* **Task statement**
In the article on the 1959 Cadillac Eldorado, rewrite the part that opens with the words "Jordan’s final design" and closes with "cultural history Populuxe.", swapping "stainless spear" for "chrome spear".

* **Text to read**

This car, Lot 117, sold for $291,000, including buyer’s premium, at Broad Arrow Auctions’ Chattanooga, TN, sale, on October 12, 2024.
In the late summer of 1957, the endless waves of prosperity that had underpinned America’s post-war optimism finally hit the shoals of recession. Car sales, booming earlier in the decade from pent-up demand and appealing new products, nosedived, slicing 30% off 1957’s 6.1-million-car volume. “Detroit found itself in the driver’s seat of a stalled car,” lamented Time. “What once looked like unstoppable momentum now seemed at the mercy of a faltering economy.”
Exner marks the spot
General Motors, the undisputed market leader, with nearly 50% market share in 1957, saw its sales clipped by nearly 1 million units the following year — this due to the market downturn as well as the blocky and over-adorned styling of its 1958 models. Design chief Harley Earl had previously envisioned more of the same for the 1959s, stoking anxiety among his young lieutenants. Their fear was confirmed when Cadillac studio chief Charles “Chuck” Jordan happened upon a yard of unreleased 1957 Chryslers, the first to feature Virgil Exner’s finned “Forward Look” styling. Jordan raced back down Mound Road to inform his boss Bill Mitchell, who, with Earl safely out of touch in Europe, dumped 1959’s dowdy ’58-based themes and started all over again. Ultimately, he created a high point (or low point) in post-war automotive design.
GM’s Exner-inspired 1959 gamble knew no limits; from the bat-winged entry-level Chevy to the top-end Cadillacs, whose fins, the highest of any production car, would become the undisputed symbol of post-war prosperity. The best of the best were the Eldorado Biarritz convertible and Seville coupe, each priced at $7,400 — nearly three times dearer than a Bel Air.
Jordan’s final design for the pair included a three-inch height reduction complementing a lower hood and beltline, as well as several inches in added length. A stainless spear accentuated their leaner profile, sweeping from the A-pillar to the rear wheelwell, and offsetting their prodigious 18-foot presence.
But it was those fins, bisected by twin rocket-engine taillamps and taller than anything Exner dared create, that made the Eldorados so emblematic. “Tailfins, because of both their association with the high-status Cadillac and the way in which they evoked Jet Age speed, were the perfect embodiment of that moment in the history of the consumer economy,” wrote Thomas Hine in his 1950s cultural history Populuxe.
Bedeviled by details
Evocative as the cars might have been, sales of the 1959 Eldorados were about half those of the 1957s: just 975 Sevilles and 1,320 Biarritzes. While mechanically straightforward, with a tri-carb 390-ci V8, the ravages of rust, significant decorative complexity and fussy features such as air suspension have made them especially difficult to restore. “People think that because they are GM cars, you have access to the parts,” says Cristina Manginelli of Cadillac Parts & Restoration in Poughkeepsie, NY. “But that’s not the case — even though 1959 and 1960 are sister years, they’re not twins. You would think that something you don’t see, like the air-ride system, would be the same, but it’s not.” Documentation, plus a pre-purchase inspection by a knowledgeable expert, are both in order.

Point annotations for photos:
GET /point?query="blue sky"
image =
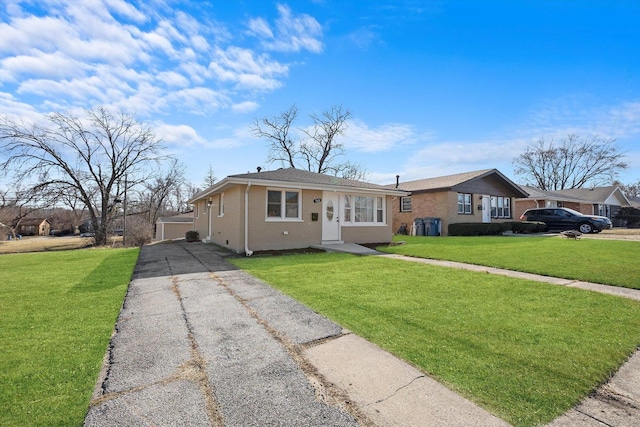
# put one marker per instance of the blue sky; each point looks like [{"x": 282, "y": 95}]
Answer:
[{"x": 434, "y": 87}]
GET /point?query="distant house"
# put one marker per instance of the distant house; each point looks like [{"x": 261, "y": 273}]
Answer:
[
  {"x": 292, "y": 208},
  {"x": 34, "y": 227},
  {"x": 480, "y": 196},
  {"x": 174, "y": 227},
  {"x": 604, "y": 201}
]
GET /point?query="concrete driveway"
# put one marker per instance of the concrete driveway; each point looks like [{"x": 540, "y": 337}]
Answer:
[{"x": 200, "y": 343}]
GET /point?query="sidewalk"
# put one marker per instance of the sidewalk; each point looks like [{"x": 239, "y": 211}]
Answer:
[{"x": 201, "y": 343}]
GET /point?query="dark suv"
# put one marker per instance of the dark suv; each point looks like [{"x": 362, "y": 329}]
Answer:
[{"x": 567, "y": 219}]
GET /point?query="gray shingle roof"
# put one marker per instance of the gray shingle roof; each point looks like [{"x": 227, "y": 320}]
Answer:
[{"x": 301, "y": 176}]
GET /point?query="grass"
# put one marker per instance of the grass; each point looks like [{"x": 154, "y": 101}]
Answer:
[
  {"x": 611, "y": 262},
  {"x": 58, "y": 312},
  {"x": 526, "y": 351},
  {"x": 37, "y": 244}
]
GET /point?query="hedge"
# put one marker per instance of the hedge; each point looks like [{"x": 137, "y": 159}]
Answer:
[{"x": 494, "y": 228}]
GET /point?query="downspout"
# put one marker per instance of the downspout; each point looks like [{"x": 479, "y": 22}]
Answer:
[{"x": 247, "y": 251}]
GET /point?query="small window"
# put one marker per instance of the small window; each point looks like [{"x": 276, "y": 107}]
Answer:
[
  {"x": 274, "y": 204},
  {"x": 283, "y": 204},
  {"x": 405, "y": 204},
  {"x": 464, "y": 203},
  {"x": 500, "y": 207}
]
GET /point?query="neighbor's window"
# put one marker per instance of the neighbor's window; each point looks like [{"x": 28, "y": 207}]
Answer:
[
  {"x": 405, "y": 204},
  {"x": 283, "y": 204},
  {"x": 464, "y": 203},
  {"x": 500, "y": 207},
  {"x": 366, "y": 210}
]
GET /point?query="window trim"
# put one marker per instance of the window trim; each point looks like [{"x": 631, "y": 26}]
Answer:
[
  {"x": 283, "y": 205},
  {"x": 464, "y": 204},
  {"x": 379, "y": 206},
  {"x": 221, "y": 206},
  {"x": 402, "y": 204}
]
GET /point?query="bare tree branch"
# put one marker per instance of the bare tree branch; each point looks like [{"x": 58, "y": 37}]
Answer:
[
  {"x": 318, "y": 151},
  {"x": 574, "y": 163},
  {"x": 88, "y": 156}
]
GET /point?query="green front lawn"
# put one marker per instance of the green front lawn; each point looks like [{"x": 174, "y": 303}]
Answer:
[
  {"x": 611, "y": 262},
  {"x": 527, "y": 351},
  {"x": 58, "y": 312}
]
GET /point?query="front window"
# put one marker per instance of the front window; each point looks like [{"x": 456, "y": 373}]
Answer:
[
  {"x": 500, "y": 207},
  {"x": 347, "y": 208},
  {"x": 464, "y": 203},
  {"x": 363, "y": 210},
  {"x": 405, "y": 204},
  {"x": 283, "y": 204}
]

* **Output below**
Jordan’s final design for the pair included a three-inch height reduction complementing a lower hood and beltline, as well as several inches in added length. A chrome spear accentuated their leaner profile, sweeping from the A-pillar to the rear wheelwell, and offsetting their prodigious 18-foot presence.
But it was those fins, bisected by twin rocket-engine taillamps and taller than anything Exner dared create, that made the Eldorados so emblematic. “Tailfins, because of both their association with the high-status Cadillac and the way in which they evoked Jet Age speed, were the perfect embodiment of that moment in the history of the consumer economy,” wrote Thomas Hine in his 1950s cultural history Populuxe.